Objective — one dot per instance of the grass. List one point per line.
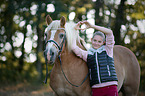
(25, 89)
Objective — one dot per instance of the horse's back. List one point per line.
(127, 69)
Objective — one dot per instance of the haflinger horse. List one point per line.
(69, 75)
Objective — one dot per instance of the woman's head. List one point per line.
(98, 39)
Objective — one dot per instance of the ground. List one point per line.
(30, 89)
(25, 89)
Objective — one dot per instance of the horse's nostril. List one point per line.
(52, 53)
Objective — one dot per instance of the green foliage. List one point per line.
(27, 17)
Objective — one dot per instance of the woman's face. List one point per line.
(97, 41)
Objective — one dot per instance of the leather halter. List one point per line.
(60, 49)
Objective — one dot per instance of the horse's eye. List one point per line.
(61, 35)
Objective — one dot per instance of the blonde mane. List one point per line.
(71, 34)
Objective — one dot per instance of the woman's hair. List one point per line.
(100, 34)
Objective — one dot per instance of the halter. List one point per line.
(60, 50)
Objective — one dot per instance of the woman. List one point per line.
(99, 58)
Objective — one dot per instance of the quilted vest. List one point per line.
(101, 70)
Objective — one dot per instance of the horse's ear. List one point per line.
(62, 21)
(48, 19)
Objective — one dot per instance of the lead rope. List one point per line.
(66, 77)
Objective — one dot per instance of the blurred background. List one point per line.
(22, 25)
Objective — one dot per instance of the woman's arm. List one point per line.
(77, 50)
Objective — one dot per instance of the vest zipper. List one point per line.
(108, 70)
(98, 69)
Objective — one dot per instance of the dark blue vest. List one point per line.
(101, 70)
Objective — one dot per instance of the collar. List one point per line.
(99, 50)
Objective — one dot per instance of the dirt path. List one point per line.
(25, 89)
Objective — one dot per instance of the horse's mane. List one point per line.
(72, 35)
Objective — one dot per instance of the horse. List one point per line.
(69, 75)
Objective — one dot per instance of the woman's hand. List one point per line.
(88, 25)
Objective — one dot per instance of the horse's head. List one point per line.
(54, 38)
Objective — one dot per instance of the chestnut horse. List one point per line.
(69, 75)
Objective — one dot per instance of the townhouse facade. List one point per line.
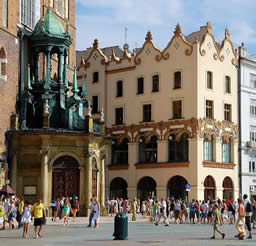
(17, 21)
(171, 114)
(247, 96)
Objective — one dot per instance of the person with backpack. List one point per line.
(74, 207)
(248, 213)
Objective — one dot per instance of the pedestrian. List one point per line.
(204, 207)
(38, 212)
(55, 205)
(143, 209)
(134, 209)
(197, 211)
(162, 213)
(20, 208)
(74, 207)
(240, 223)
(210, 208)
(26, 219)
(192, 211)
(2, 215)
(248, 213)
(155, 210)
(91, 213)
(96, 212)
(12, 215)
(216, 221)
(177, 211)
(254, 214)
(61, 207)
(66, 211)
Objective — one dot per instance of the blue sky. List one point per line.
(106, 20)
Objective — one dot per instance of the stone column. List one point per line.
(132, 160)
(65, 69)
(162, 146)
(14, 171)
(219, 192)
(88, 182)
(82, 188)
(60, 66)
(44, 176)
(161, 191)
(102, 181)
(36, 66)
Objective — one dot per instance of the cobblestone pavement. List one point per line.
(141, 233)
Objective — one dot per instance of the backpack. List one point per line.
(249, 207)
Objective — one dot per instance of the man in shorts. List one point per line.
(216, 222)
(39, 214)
==============================
### STATED TASK
Pull out the stretch from the line containing "Objective — one dot per instance of the stone" through the end of the entries, reproducing every line unchanged.

### SOLUTION
Objective — one dot per instance of the stone column. List one point per line.
(132, 160)
(65, 69)
(162, 146)
(14, 171)
(219, 192)
(88, 182)
(82, 188)
(60, 66)
(44, 176)
(161, 191)
(102, 181)
(36, 66)
Objective — one dot per instance of the cobblestone pavement. List one point per line.
(141, 233)
Objective — one dot per instance of the backpack. List one point per line.
(249, 207)
Objective — one dot per instance of the man in shorts. List one point per line.
(216, 222)
(39, 214)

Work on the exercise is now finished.